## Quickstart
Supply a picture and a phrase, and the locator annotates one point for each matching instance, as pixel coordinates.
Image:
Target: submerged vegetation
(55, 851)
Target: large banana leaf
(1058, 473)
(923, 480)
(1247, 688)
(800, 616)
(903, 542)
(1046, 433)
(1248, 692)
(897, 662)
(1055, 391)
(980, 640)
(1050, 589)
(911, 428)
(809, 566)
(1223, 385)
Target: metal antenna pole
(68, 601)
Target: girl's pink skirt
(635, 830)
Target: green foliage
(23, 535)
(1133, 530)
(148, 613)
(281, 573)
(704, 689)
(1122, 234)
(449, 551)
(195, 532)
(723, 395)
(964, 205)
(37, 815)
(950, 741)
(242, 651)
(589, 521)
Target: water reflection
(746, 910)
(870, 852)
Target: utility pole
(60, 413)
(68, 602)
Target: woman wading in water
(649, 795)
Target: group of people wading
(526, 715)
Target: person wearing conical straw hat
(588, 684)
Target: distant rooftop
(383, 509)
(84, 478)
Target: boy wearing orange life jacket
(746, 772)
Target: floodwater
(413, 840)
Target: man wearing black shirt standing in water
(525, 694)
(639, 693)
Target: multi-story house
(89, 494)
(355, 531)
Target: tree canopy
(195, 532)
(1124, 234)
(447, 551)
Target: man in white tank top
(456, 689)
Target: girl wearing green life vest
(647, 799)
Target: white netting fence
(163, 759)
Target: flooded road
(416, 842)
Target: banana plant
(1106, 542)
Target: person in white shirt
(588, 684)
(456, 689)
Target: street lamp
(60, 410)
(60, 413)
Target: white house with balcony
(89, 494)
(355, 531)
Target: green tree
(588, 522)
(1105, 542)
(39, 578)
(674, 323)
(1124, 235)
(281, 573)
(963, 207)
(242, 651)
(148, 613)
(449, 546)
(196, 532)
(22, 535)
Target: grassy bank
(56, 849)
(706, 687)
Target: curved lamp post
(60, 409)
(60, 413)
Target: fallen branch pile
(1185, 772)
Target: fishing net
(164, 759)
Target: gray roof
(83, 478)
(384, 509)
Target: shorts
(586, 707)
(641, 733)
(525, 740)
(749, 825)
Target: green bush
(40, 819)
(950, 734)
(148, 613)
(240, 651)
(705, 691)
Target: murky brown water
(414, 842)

=-=-=-=-=

◆ Directions: Return the full listing, character for character.

◆ Task output:
## Quickstart
Supply a picture and a phrase, and the locator annotates one point for each matching instance, as pixel coordinates.
Image:
Target: submerged vegetation
(55, 851)
Target: large banana leaf
(1058, 473)
(923, 480)
(1247, 688)
(800, 616)
(903, 542)
(1046, 433)
(1248, 692)
(897, 662)
(1055, 391)
(980, 640)
(1050, 589)
(911, 428)
(809, 566)
(1223, 385)
Target: metal antenna pole
(68, 601)
Target: girl's pink skirt
(635, 830)
Target: green foliage
(23, 535)
(1133, 530)
(148, 613)
(281, 573)
(704, 689)
(1122, 234)
(449, 551)
(195, 532)
(723, 395)
(964, 205)
(37, 815)
(950, 741)
(242, 651)
(589, 521)
Target: water reflection
(746, 910)
(870, 852)
Target: utility pole
(60, 413)
(68, 602)
Target: woman wading in water
(649, 795)
Target: group of people wading
(526, 715)
Target: person wearing conical straw hat
(588, 684)
Target: distant rooftop
(383, 509)
(84, 478)
Target: boy wearing orange life jacket
(746, 772)
Target: floodwater
(413, 840)
Target: man wearing black shirt standing in water
(525, 694)
(639, 693)
Target: multi-story house
(89, 494)
(355, 531)
Target: tree canopy
(195, 532)
(1124, 234)
(447, 551)
Target: man in white tank top
(456, 689)
Target: girl wearing green life vest
(647, 799)
Target: white netting fence
(163, 759)
Target: flooded road
(416, 842)
Target: banana plant
(1106, 542)
Target: person in white shirt
(588, 684)
(456, 689)
Target: street lamp
(60, 410)
(60, 413)
Target: white house with balcony
(89, 494)
(355, 531)
Target: green tree
(588, 522)
(1105, 542)
(39, 578)
(674, 323)
(1124, 235)
(281, 573)
(963, 207)
(242, 651)
(148, 613)
(449, 546)
(196, 532)
(22, 535)
Target: grassy bank
(56, 849)
(706, 687)
Target: curved lamp post
(60, 409)
(60, 413)
Target: fallen branch pile
(1185, 772)
Target: fishing net
(164, 759)
Target: gray roof
(83, 478)
(384, 509)
Target: shorts
(586, 707)
(641, 733)
(525, 740)
(749, 825)
Target: green bush
(40, 819)
(950, 734)
(148, 613)
(240, 651)
(705, 691)
Target: murky brown water
(414, 842)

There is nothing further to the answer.